Stated task
Recast the material as a CSV with the columns instruction and answer, one row per instruction, starting at the line that contains "to detect paved" and stopping after the line that contains "[971,370,1033,509]". Put each field in quotation marks and turn its line breaks into spaces.

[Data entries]
──────────
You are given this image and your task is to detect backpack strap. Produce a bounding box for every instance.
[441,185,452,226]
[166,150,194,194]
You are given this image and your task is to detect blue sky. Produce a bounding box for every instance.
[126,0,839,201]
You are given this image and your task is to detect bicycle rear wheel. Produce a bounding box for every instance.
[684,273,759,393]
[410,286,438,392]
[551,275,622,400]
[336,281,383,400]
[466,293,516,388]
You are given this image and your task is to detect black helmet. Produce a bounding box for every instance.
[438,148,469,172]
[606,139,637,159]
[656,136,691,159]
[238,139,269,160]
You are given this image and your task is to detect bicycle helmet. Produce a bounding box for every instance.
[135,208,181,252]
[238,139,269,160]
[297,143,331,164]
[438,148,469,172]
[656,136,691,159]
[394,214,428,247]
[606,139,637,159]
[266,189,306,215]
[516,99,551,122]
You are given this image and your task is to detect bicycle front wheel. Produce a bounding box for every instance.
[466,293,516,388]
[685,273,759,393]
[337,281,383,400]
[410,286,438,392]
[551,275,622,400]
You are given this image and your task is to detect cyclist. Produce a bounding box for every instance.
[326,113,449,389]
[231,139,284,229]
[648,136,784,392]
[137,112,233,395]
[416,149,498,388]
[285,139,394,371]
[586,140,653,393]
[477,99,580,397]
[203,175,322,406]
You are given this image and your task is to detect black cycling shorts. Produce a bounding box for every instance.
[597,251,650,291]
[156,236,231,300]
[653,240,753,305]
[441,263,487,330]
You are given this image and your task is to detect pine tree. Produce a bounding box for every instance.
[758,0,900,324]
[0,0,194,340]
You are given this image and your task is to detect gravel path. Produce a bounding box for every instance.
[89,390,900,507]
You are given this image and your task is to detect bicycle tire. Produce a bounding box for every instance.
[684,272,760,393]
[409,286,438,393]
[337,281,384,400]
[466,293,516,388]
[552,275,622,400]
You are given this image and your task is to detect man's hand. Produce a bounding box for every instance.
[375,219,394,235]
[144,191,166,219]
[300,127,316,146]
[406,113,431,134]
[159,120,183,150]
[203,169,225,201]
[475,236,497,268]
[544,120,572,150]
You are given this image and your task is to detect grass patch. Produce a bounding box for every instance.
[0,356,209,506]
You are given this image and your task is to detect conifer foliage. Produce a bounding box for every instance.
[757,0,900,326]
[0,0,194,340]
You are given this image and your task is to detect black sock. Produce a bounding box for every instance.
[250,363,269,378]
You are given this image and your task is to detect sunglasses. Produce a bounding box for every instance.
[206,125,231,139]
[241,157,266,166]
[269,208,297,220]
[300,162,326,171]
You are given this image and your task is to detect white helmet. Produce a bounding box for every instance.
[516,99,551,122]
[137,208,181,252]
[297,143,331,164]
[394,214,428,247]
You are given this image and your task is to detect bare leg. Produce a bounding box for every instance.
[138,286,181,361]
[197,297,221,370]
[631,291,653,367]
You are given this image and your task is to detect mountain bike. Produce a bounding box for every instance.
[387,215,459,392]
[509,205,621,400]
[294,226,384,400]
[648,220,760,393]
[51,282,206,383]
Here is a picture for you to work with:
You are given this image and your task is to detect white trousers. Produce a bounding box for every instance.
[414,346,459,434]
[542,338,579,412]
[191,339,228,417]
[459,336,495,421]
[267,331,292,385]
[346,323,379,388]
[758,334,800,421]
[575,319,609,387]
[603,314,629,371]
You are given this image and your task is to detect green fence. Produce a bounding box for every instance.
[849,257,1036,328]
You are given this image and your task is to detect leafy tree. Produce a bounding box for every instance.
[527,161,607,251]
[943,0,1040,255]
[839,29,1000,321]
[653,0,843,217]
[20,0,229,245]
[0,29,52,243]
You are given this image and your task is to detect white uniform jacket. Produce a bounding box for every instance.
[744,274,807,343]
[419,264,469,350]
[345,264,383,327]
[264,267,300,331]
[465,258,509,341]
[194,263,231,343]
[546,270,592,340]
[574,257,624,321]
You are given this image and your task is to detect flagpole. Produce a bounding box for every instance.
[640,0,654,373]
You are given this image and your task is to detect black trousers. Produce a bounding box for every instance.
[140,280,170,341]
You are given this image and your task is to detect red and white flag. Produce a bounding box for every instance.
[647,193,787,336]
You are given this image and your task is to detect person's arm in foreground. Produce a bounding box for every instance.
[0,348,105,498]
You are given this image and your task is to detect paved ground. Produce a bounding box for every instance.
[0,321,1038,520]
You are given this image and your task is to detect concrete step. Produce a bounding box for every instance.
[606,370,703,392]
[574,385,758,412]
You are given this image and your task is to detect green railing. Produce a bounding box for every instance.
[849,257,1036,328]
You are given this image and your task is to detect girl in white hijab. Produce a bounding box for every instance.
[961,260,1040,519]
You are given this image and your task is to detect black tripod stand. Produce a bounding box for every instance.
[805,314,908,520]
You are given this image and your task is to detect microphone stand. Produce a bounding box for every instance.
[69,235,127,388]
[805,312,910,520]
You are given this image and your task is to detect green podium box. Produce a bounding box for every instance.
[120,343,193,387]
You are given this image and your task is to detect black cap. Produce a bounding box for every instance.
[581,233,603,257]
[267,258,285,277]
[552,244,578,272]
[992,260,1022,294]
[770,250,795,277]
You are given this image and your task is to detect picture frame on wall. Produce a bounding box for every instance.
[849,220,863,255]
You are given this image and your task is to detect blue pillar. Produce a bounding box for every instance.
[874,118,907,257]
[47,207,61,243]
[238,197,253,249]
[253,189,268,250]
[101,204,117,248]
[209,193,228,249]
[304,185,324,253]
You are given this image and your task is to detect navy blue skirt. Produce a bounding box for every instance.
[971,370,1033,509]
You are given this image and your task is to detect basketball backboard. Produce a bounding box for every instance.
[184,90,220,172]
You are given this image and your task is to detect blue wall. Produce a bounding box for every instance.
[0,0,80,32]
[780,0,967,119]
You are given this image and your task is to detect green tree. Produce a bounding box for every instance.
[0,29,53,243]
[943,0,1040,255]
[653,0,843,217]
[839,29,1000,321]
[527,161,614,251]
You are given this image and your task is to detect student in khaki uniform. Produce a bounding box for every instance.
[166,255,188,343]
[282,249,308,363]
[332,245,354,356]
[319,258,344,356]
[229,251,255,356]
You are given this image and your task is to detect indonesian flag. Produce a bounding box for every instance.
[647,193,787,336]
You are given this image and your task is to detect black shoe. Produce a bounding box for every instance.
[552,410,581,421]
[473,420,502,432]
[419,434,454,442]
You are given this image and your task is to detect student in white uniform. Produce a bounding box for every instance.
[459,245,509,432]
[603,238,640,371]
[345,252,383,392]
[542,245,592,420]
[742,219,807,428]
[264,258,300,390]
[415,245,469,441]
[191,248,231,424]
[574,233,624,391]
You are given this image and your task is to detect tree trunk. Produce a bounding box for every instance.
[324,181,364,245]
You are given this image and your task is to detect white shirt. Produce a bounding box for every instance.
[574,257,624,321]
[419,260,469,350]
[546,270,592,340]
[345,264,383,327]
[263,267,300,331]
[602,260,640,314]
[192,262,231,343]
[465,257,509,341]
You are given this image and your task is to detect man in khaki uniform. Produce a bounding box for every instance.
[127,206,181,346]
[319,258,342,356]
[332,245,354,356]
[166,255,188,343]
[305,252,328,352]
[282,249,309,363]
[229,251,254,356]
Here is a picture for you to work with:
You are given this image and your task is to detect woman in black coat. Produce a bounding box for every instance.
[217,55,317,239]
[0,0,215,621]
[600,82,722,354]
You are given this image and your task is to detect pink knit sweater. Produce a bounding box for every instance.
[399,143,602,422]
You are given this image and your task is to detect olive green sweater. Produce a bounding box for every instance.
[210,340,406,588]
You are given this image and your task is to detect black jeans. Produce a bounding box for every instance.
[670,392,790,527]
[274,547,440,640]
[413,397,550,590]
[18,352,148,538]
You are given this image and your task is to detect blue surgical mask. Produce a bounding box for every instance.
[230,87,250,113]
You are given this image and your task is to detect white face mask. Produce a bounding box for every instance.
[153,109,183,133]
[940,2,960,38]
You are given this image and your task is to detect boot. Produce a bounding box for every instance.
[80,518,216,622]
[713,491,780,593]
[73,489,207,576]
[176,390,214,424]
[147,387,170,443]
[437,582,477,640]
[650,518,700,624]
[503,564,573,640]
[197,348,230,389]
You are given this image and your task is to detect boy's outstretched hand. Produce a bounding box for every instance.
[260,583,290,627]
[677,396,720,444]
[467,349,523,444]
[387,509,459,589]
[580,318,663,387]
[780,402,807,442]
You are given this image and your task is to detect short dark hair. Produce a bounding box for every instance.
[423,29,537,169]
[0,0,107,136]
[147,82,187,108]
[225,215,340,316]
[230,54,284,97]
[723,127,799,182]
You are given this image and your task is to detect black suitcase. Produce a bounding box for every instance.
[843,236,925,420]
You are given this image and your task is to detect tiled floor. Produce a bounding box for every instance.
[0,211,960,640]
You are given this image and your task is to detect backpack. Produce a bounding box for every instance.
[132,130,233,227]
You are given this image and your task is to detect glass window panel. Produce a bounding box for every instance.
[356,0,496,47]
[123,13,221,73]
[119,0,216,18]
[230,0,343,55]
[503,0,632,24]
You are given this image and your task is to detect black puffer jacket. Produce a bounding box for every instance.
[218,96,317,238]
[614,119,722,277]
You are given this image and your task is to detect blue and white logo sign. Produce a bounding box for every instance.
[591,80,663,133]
──────────
Final result
instruction,answer
"You are given this image and your task is to detect paved ground. Produce a bounding box for every instance.","[0,321,1038,520]"
"You are given this image and your task is to detect concrete step. Produce a bounding box for every instance.","[606,370,703,392] [574,385,758,412]"
"You are given this image and your task is to detect green railing. Produce a bounding box for every instance.","[849,257,1036,328]"
"You are given this image and your task is to detect girl in white hijab. Produce a bounding box for every instance.","[961,260,1040,519]"
"You are given this image and your task is to detect black tripod stand. Produce a bounding box for every instance.","[805,314,908,520]"
"You are given this image and your task is to detect microphone stand. Produce a bounding box for every instance.","[69,235,127,388] [805,312,910,520]"
"You are given this image and your task is to detect green podium box. Produce a bounding box for every instance.","[120,343,193,387]"
"You are given this image and your task is to detect black cap. Produce a bounding box for every instance.","[581,233,603,257] [267,258,285,277] [552,244,578,272] [992,260,1022,294] [770,250,795,277]"
"You are given this image and your task is to detect picture frame on wall. Produce a bounding box for every instance.","[849,220,863,255]"
"You are given this image and your task is to detect blue pillar. Produce a bounding box for every instance.","[874,118,907,257] [47,207,61,243] [238,197,253,249] [253,189,268,250] [101,204,117,248] [209,193,228,249] [304,185,324,253]"
"You are given this image and your task is to detect navy blue skirt. Produce a bounding box for every instance.","[971,370,1033,509]"